When I finally got up, Jim's stuff was all neatly stowed & squared away in the trunk, so I just straightened up my stuff in the back seat, as the trunk was pretty well spoken for. At least I'd have my tapes and such close at hand while driving. I took my bike off the flimsy trunk rack and U-locked the front wheel to the frame, then chained the whole thing to one of the larger trees beside the tent.


Looping around the Quarter on the streets close to Bourbon, a parking spot eluded us for twenty minutes or more. I was still wrung out a bit from the events of the night before, perhaps, but for whatever reason I felt considerably foggier than usual that afternoon. The hassle of driving and parking claimed the attention of most of my brain, and I was unprepared for anything to happen for several minutes after we started walking again.

Jim and I climbed out of the car, discussing what we should do (eat, and then drink?-- drink, and then eat?--) as two guys walking by asked for a cigarette, or change, or something. They looked like shoe-shine con-men, healthy, dusted and grimy. Somewhere in their thirties, with skin much darker than ours.

Sympathetic, unworried, I said, 'Don't have any right now,' as I stood on the cement, the driver's door still open around me. There was this moment though, (flicker, flicker) where they were standing and staring at us and I felt like a goldfish in a shark tank. I thought they might know exactly how many dollars were in my pocket, or that under my jacket was the black rectangle of our tape player. I closed the door, trying to do something natural. Jim gave them a cigarette, though, or said something friendly to them, because on the surface, the incident melted away and they continued down the sidewalk.

We started to move down the street, crossing over to the other sidewalk, the other two men shiftying out of sight.

'Think we should move the car?' I asked, just to ask.

"Nah, it'll be all right. Besides, where the fuck are we going to move it to?"

'Point.' It was still daylight. And nothing had ever made any sense to me, anyway.


We hit Bourbon Street down from the largest squall of humans a bit, mostly shuttered houses pressed right up against the sidewalk. We stumbled into a bar, more properly a shack I suppose, made of cement and plaster, its wooden supports at crazy angles, and inside as dark as you could want. Everyone at the bar was a couple decades older than we were, so I just asked the bartender about someplace to eat.

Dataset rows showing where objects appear

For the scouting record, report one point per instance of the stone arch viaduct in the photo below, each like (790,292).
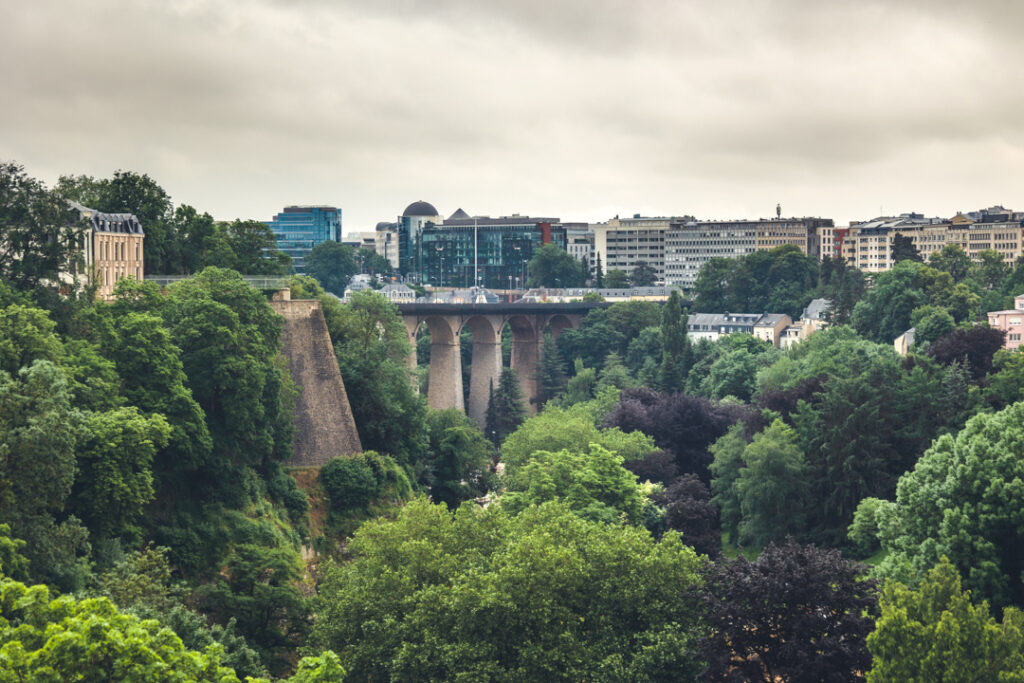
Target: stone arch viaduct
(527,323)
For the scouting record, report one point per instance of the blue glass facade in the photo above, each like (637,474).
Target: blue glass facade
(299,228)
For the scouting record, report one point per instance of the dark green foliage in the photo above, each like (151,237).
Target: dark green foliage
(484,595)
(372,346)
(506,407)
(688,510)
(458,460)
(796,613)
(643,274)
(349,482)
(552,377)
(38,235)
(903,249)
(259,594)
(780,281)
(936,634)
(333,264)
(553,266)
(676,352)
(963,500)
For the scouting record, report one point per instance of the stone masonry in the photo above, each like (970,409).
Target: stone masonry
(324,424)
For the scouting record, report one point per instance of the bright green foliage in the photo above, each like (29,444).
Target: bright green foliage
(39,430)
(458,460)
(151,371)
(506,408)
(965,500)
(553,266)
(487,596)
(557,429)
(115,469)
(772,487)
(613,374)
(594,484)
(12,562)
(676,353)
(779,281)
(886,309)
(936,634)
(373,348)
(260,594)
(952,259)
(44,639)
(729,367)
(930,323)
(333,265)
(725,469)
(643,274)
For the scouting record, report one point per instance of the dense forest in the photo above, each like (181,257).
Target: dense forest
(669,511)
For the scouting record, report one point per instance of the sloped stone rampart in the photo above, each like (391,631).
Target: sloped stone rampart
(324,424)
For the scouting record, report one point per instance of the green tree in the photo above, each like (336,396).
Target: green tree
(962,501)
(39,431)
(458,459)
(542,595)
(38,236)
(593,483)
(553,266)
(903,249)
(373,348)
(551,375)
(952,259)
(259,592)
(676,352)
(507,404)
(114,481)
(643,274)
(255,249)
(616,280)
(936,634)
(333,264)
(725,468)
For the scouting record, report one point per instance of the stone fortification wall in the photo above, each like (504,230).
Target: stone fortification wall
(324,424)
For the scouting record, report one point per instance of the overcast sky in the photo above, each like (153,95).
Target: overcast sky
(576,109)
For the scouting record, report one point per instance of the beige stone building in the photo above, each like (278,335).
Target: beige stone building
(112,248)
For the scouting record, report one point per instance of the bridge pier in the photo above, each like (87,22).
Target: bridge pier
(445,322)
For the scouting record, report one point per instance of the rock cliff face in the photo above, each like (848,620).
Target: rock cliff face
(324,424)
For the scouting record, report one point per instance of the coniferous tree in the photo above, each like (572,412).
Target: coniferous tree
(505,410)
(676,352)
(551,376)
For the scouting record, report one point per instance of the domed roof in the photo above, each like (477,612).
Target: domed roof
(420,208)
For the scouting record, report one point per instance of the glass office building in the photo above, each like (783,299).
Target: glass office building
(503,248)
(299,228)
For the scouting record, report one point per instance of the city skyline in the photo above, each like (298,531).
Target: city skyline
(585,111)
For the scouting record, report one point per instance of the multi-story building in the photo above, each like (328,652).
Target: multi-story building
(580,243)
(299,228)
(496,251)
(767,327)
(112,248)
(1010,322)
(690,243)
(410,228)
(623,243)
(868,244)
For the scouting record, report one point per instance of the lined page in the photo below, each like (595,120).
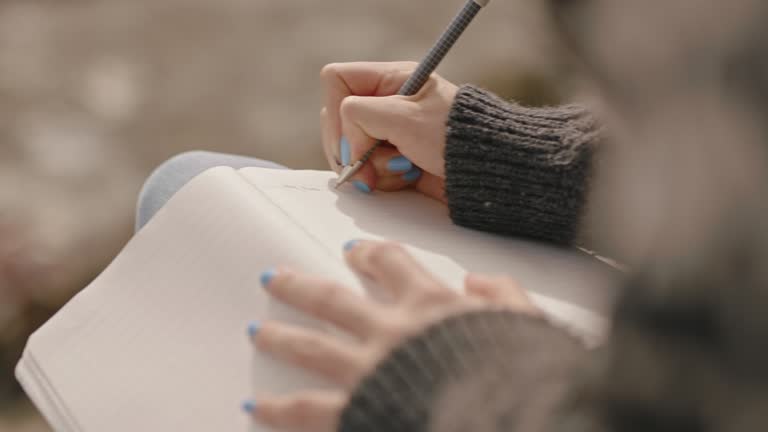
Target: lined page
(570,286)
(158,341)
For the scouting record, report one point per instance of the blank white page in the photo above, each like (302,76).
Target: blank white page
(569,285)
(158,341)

= Given task 1 =
Reproduce the narrative about parking near Bourbon Street, starting with "We started to" and going on through "to me, anyway.", renaming "car" to "sedan" wherever it occurs.
= Given task 2 =
Return every line of the rows that contains the string "viaduct", treating uppercase and lowercase as distinct.
The narrative passage and the dataset rows are unrelated material.

= Exercise response 1 =
We started to move down the street, crossing over to the other sidewalk, the other two men shiftying out of sight.

'Think we should move the sedan?' I asked, just to ask.

"Nah, it'll be all right. Besides, where the fuck are we going to move it to?"

'Point.' It was still daylight. And nothing had ever made any sense to me, anyway.

= Exercise response 2 =
For the scouting record, report one point per instance of the stone arch viaduct in the photo below, each like (790,292).
Target: stone arch viaduct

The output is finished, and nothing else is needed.